▶ **EXERCISE REQUIREMENTS**
Go through the records below and report each line with "head" in it.

▶ **TASK MATERIAL**
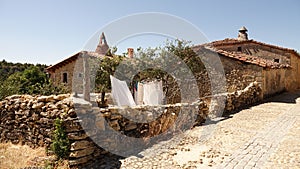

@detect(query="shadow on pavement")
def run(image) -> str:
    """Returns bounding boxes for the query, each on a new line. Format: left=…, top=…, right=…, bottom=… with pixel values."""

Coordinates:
left=263, top=91, right=300, bottom=104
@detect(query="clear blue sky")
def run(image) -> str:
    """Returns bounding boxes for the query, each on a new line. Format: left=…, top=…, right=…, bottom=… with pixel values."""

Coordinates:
left=0, top=0, right=299, bottom=65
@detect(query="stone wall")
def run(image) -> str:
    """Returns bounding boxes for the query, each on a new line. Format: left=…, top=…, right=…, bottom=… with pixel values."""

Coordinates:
left=0, top=94, right=208, bottom=166
left=219, top=55, right=263, bottom=92
left=67, top=99, right=208, bottom=165
left=286, top=53, right=300, bottom=91
left=207, top=81, right=262, bottom=118
left=225, top=82, right=262, bottom=112
left=48, top=54, right=84, bottom=91
left=208, top=51, right=288, bottom=99
left=263, top=69, right=286, bottom=97
left=0, top=78, right=264, bottom=166
left=0, top=94, right=72, bottom=148
left=188, top=50, right=264, bottom=99
left=0, top=80, right=264, bottom=167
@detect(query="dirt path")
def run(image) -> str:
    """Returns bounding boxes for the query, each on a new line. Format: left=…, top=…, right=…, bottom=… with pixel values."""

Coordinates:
left=120, top=92, right=300, bottom=169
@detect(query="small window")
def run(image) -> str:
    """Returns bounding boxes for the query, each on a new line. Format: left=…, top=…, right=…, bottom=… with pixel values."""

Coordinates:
left=274, top=59, right=280, bottom=63
left=63, top=73, right=68, bottom=83
left=237, top=46, right=242, bottom=52
left=78, top=73, right=83, bottom=78
left=46, top=73, right=51, bottom=78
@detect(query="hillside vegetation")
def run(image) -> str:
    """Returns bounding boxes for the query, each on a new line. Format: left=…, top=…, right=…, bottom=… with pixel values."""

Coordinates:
left=0, top=60, right=68, bottom=100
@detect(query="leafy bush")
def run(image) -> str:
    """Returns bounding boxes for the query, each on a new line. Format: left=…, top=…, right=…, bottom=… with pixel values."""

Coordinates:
left=0, top=65, right=69, bottom=100
left=50, top=118, right=70, bottom=160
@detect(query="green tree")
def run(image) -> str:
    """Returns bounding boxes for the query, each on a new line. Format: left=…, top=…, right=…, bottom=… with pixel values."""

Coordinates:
left=0, top=72, right=23, bottom=99
left=94, top=55, right=124, bottom=106
left=92, top=39, right=206, bottom=105
left=0, top=60, right=47, bottom=82
left=0, top=66, right=69, bottom=100
left=18, top=66, right=47, bottom=94
left=131, top=39, right=205, bottom=103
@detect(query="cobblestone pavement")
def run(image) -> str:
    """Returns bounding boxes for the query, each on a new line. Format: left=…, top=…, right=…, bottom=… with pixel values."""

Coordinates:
left=120, top=92, right=300, bottom=169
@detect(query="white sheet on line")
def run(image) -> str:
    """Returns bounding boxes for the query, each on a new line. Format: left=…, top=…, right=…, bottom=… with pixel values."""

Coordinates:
left=110, top=75, right=136, bottom=107
left=142, top=81, right=163, bottom=105
left=136, top=82, right=144, bottom=105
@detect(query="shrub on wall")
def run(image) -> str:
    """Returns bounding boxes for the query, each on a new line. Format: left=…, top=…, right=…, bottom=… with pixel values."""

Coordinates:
left=50, top=118, right=70, bottom=160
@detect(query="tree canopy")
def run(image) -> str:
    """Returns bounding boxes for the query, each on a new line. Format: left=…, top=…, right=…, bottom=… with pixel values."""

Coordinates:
left=94, top=39, right=206, bottom=104
left=0, top=61, right=69, bottom=100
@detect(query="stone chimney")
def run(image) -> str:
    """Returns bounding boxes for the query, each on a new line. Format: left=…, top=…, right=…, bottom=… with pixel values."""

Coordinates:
left=95, top=32, right=109, bottom=55
left=127, top=48, right=134, bottom=58
left=237, top=26, right=248, bottom=41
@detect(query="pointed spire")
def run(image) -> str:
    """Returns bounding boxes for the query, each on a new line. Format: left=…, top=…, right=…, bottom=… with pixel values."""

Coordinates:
left=95, top=32, right=109, bottom=55
left=237, top=26, right=248, bottom=41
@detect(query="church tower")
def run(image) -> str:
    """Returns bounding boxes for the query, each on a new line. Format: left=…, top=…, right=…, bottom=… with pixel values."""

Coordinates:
left=95, top=32, right=109, bottom=55
left=237, top=26, right=248, bottom=41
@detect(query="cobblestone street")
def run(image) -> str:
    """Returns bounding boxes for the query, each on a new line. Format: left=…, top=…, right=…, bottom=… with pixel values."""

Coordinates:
left=120, top=92, right=300, bottom=169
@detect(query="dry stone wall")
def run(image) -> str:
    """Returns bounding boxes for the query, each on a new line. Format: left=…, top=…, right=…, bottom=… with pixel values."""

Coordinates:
left=225, top=82, right=262, bottom=112
left=0, top=94, right=208, bottom=166
left=0, top=81, right=262, bottom=166
left=205, top=82, right=262, bottom=118
left=67, top=99, right=208, bottom=165
left=0, top=94, right=72, bottom=147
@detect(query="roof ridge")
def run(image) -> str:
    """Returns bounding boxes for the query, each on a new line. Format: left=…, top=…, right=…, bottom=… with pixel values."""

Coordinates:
left=46, top=51, right=105, bottom=71
left=204, top=38, right=299, bottom=56
left=209, top=48, right=290, bottom=69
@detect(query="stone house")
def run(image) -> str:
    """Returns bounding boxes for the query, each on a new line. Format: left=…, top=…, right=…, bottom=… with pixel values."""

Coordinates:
left=46, top=32, right=110, bottom=91
left=46, top=32, right=135, bottom=92
left=47, top=28, right=300, bottom=100
left=194, top=27, right=300, bottom=98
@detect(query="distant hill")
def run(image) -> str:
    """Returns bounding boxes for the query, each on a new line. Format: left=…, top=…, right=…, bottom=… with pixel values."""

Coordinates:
left=0, top=59, right=48, bottom=82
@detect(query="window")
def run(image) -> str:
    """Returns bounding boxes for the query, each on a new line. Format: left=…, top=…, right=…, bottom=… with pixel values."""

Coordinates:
left=237, top=46, right=242, bottom=52
left=274, top=59, right=280, bottom=63
left=63, top=73, right=68, bottom=83
left=78, top=73, right=83, bottom=78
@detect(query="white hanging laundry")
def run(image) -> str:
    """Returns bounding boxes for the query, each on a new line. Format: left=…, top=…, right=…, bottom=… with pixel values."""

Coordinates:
left=142, top=81, right=164, bottom=105
left=136, top=82, right=144, bottom=105
left=110, top=75, right=136, bottom=107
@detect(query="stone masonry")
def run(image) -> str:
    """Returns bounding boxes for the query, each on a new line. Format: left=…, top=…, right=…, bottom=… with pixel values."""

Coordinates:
left=0, top=81, right=263, bottom=167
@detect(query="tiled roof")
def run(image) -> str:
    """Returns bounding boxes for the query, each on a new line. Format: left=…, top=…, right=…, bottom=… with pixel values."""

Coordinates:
left=192, top=45, right=290, bottom=69
left=192, top=38, right=299, bottom=69
left=46, top=51, right=104, bottom=72
left=210, top=48, right=290, bottom=69
left=205, top=38, right=300, bottom=57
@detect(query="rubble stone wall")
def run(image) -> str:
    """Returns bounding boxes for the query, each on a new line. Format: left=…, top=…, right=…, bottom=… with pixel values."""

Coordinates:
left=68, top=100, right=208, bottom=165
left=220, top=56, right=263, bottom=92
left=189, top=52, right=264, bottom=98
left=263, top=69, right=286, bottom=97
left=0, top=94, right=208, bottom=166
left=286, top=54, right=300, bottom=91
left=224, top=82, right=262, bottom=112
left=0, top=94, right=72, bottom=148
left=0, top=81, right=263, bottom=166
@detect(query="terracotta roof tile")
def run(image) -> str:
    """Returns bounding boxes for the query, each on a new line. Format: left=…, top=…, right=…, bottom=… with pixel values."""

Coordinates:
left=209, top=48, right=290, bottom=69
left=193, top=37, right=298, bottom=69
left=46, top=51, right=105, bottom=72
left=193, top=45, right=288, bottom=68
left=204, top=38, right=299, bottom=57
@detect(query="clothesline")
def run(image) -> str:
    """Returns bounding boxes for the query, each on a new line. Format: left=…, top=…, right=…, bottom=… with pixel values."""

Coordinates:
left=110, top=75, right=164, bottom=106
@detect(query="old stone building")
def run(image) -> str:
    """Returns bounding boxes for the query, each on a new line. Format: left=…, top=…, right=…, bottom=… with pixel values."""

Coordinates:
left=47, top=28, right=300, bottom=100
left=195, top=27, right=300, bottom=98
left=46, top=32, right=110, bottom=90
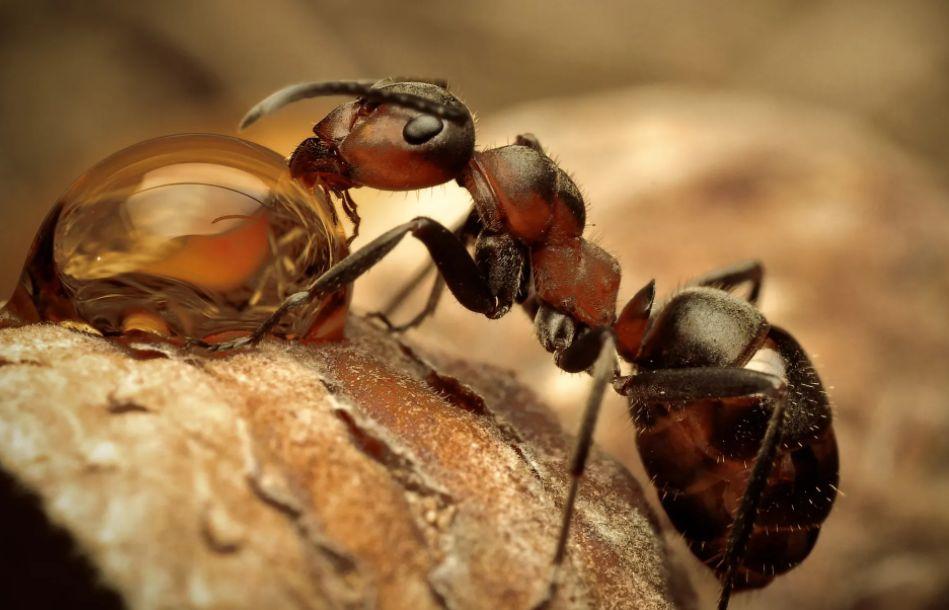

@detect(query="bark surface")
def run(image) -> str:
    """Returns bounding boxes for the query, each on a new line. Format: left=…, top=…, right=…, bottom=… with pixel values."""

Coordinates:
left=0, top=318, right=683, bottom=610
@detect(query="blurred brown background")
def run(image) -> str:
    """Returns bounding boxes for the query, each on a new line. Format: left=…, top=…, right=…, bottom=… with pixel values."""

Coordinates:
left=2, top=1, right=948, bottom=609
left=3, top=0, right=949, bottom=294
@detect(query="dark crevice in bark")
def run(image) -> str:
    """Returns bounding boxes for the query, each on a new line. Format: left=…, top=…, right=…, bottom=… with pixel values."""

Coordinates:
left=239, top=422, right=364, bottom=604
left=331, top=408, right=453, bottom=507
left=397, top=341, right=547, bottom=483
left=0, top=356, right=43, bottom=367
left=105, top=394, right=151, bottom=414
left=423, top=370, right=489, bottom=416
left=330, top=406, right=456, bottom=610
left=0, top=466, right=126, bottom=610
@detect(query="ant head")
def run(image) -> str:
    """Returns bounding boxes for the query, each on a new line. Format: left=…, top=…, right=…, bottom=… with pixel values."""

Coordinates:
left=241, top=79, right=476, bottom=191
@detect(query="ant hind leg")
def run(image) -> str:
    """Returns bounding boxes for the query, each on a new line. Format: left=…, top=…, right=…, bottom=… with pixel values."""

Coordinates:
left=714, top=383, right=788, bottom=610
left=691, top=260, right=764, bottom=304
left=538, top=330, right=616, bottom=607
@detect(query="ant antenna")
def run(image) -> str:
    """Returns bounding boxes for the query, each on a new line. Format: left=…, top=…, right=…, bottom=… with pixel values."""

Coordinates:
left=239, top=79, right=469, bottom=130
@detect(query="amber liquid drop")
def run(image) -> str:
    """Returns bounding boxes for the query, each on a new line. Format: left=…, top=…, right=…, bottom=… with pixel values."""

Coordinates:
left=3, top=134, right=349, bottom=344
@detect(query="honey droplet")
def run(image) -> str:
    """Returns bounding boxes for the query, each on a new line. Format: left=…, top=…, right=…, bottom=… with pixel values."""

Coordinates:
left=3, top=134, right=349, bottom=344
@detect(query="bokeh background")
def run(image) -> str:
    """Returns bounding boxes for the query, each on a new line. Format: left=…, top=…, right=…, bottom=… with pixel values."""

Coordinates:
left=2, top=1, right=948, bottom=609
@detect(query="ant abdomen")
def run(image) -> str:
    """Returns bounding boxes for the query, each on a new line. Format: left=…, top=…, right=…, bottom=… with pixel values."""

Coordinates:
left=632, top=326, right=839, bottom=590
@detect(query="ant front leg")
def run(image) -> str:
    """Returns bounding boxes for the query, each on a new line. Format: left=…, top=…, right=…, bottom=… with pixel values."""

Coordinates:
left=193, top=217, right=505, bottom=352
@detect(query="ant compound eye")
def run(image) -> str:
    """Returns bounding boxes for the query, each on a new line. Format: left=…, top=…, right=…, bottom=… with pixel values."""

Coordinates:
left=402, top=114, right=444, bottom=145
left=5, top=134, right=349, bottom=344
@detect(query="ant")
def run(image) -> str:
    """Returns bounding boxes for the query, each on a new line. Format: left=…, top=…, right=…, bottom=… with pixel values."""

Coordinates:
left=194, top=77, right=839, bottom=609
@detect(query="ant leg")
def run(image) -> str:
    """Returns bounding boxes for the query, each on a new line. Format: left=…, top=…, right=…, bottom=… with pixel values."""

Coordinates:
left=373, top=225, right=527, bottom=334
left=616, top=367, right=788, bottom=610
left=339, top=190, right=362, bottom=244
left=542, top=331, right=616, bottom=602
left=616, top=367, right=785, bottom=407
left=716, top=386, right=788, bottom=610
left=515, top=133, right=544, bottom=153
left=764, top=324, right=833, bottom=446
left=367, top=208, right=480, bottom=332
left=691, top=260, right=764, bottom=304
left=193, top=217, right=499, bottom=352
left=370, top=273, right=446, bottom=333
left=717, top=327, right=833, bottom=609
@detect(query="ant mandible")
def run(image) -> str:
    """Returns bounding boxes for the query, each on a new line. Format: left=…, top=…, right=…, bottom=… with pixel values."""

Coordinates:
left=195, top=78, right=839, bottom=609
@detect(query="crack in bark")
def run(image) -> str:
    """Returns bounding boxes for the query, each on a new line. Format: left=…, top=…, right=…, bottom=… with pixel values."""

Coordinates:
left=199, top=505, right=244, bottom=554
left=105, top=392, right=151, bottom=415
left=331, top=407, right=454, bottom=511
left=236, top=417, right=365, bottom=608
left=421, top=370, right=489, bottom=417
left=328, top=401, right=457, bottom=610
left=0, top=356, right=44, bottom=367
left=396, top=341, right=547, bottom=483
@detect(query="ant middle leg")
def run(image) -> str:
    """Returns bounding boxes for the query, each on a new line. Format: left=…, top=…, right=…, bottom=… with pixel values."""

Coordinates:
left=370, top=273, right=447, bottom=333
left=368, top=207, right=481, bottom=332
left=370, top=223, right=527, bottom=334
left=691, top=260, right=764, bottom=304
left=536, top=324, right=617, bottom=604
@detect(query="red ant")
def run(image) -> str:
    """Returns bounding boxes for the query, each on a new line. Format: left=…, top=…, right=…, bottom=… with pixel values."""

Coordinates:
left=195, top=77, right=839, bottom=609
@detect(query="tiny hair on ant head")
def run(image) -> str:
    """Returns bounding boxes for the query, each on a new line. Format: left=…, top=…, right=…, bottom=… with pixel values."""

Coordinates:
left=194, top=77, right=839, bottom=610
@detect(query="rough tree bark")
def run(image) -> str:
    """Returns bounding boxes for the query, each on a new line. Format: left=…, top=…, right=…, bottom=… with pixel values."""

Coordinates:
left=0, top=318, right=687, bottom=610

▶ **ANSWER TO THE PROBLEM**
@detect(query="ant head")
@detect(query="tiny hair on ant head")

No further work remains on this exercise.